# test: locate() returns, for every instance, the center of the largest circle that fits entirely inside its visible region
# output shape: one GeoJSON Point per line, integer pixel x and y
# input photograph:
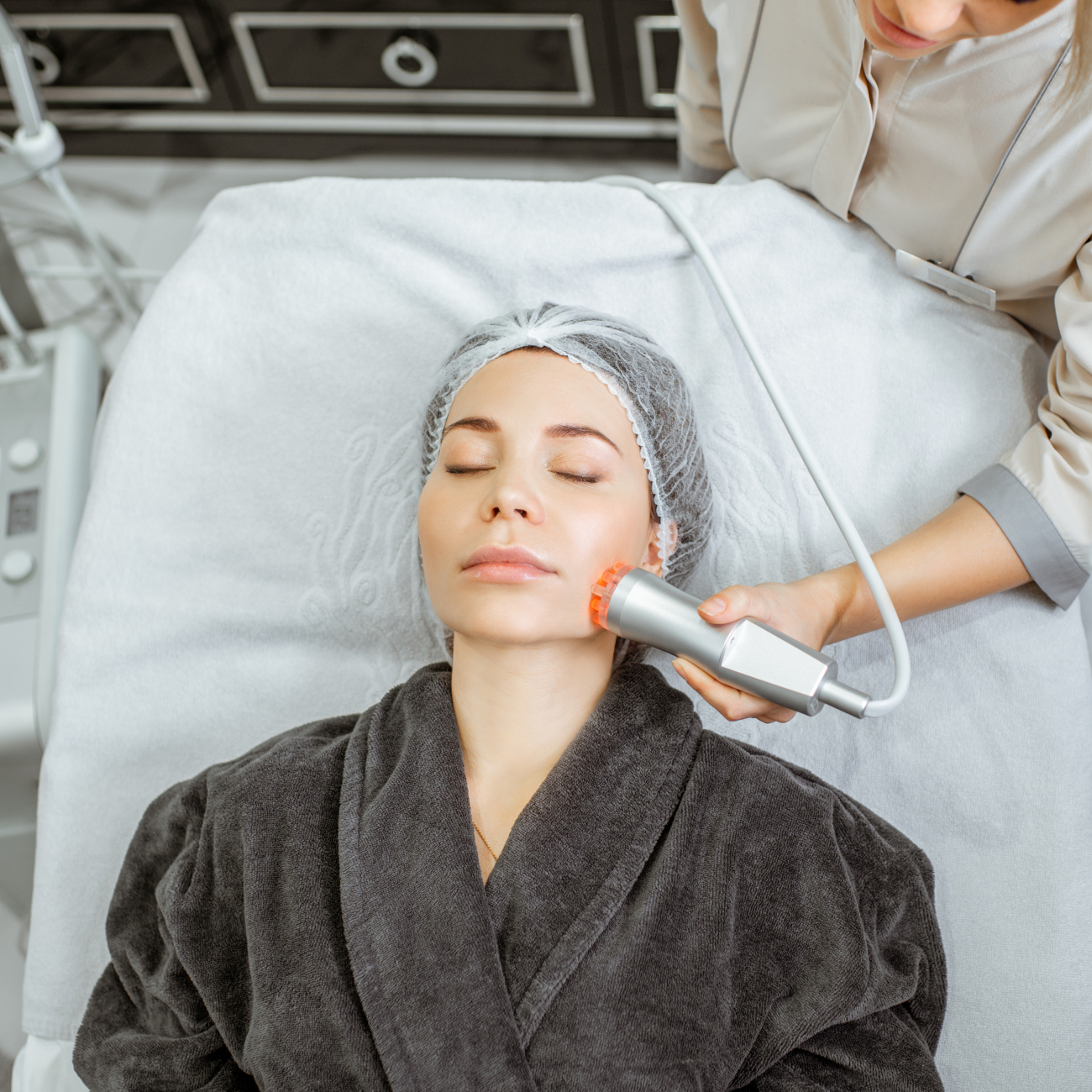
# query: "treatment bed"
{"type": "Point", "coordinates": [248, 559]}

Stated task:
Quote the entries in full. Any image among them is to be omitted from the copy.

Solution for this problem:
# test: locate() returns, for every instance, the center of the largest circle that fits entirely inside its visible region
# output shape: one GeoJSON Point per line, integer pixel x and y
# input photograph:
# query: "treatment bed"
{"type": "Point", "coordinates": [248, 559]}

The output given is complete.